(PASSAGE begins)

Then come the balloons.
You have to have balloons - especially to celebrate 80.
and a fabulous CAKE.
But the heart of it all - the wonderful people who come to celebrate!
Today the gates are closed and cars come to the "rear". But pedestrians can walk in and out.
Under the Dome - He stands to welcome, reassure, and comfort the sick.
People still leave flowers and write notes of thanks and sadness in a journal near-by.
Jim and I arrived on Wednesday to attend the Bi-annual medical meetings and Hopkins Medical School Class Reunion. We started with a dinner with his class at the Black Olive Inn, a relatively new restaurant, suggested by a local classmate (because they wanted to test the food). Well, the food was mediocre, over-priced and disappointing but the company was superb and we were so glad to be there.
Thursday was the Grand Class Lunch at the elegant Monaco Hotel - a classic building built in 1905 - which reeked of the elegance of the period. Salmon was delicious. More good conversations and the bi-annual report on the State of the Hospital by the Dean and CEO. Impressive.

(PASSAGE ends)
(GIVEN ENTRIES begins)

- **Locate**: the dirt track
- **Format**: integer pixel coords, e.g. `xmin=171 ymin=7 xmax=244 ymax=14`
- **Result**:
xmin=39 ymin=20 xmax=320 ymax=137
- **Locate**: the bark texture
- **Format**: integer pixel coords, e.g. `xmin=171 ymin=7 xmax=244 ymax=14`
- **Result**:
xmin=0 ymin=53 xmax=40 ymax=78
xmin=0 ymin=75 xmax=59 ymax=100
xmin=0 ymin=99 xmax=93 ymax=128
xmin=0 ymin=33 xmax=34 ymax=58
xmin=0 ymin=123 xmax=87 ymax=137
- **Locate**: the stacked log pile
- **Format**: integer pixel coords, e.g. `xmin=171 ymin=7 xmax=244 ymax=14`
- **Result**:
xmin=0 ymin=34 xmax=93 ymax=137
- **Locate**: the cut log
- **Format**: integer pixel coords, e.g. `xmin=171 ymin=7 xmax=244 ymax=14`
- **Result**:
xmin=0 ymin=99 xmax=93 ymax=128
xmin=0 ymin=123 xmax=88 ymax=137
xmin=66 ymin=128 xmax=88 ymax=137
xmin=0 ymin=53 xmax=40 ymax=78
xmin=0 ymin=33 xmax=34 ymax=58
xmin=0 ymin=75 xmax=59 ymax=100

(GIVEN ENTRIES ends)

THE PROBLEM
Answer from the passage:
(a) At which restaurant did the dinner with the class take place?
(b) In what year was the Monaco Hotel built?
(c) With the gates closed, where do cars come?

THE COMPLETED TASK
(a) The Black Olive Inn
(b) 1905
(c) To the "rear"